Point annotation dataset rows
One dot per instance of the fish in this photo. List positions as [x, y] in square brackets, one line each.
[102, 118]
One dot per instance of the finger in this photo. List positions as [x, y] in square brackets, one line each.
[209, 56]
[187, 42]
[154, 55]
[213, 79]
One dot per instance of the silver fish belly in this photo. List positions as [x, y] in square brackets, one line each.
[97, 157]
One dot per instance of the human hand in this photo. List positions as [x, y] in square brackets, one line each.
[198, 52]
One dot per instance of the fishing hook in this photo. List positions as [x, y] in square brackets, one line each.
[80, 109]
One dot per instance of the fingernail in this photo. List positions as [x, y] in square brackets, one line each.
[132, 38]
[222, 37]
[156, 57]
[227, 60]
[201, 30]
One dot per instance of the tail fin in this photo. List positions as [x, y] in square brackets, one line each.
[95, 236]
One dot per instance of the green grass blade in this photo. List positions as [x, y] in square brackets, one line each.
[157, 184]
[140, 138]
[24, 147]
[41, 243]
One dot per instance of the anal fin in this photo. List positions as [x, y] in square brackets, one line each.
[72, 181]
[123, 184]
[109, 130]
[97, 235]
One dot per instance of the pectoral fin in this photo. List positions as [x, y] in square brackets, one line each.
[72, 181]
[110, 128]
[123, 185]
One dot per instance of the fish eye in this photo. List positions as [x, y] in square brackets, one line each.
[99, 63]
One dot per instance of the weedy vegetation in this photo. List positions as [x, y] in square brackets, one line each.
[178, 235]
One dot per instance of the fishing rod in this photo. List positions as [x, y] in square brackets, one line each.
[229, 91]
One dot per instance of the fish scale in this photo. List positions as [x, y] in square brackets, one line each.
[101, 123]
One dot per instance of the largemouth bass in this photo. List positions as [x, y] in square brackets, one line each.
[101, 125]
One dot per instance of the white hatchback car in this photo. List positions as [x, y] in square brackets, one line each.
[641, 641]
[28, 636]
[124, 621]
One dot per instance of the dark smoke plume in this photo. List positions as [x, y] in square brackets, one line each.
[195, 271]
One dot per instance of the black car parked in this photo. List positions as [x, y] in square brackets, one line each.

◆ **Directions for this task**
Give the rows from the line containing "One dot per instance of the fishing rod" through the end of the rows as a Markdown table with the columns "Number" and "Line", one line per table row, skipping any blank lines.

◆ **In response**
| Number | Line |
|---|---|
| 1 | One dot per instance of the fishing rod in this photo. List positions as [x, y] in square brackets, one line each. |
| 2 | [229, 91] |
| 3 | One dot per instance of the fish scale in this photo. List positions as [x, y] in square brackets, one line each. |
| 4 | [101, 123] |
| 5 | One dot per instance of the largemouth bass in this photo. List positions as [x, y] in square brackets, one line each. |
| 6 | [101, 125] |
| 7 | One dot per instance of the white hatchback car in this photo. List positions as [x, y] in square brackets, one line each. |
| 8 | [641, 641] |
| 9 | [28, 636] |
| 10 | [124, 621] |
| 11 | One dot per instance of the dark smoke plume in this photo. List positions as [x, y] in square brackets, one line each. |
| 12 | [195, 271] |
| 13 | One dot per instance of the black car parked in this photo. List positions as [x, y] in square brackets, one line each. |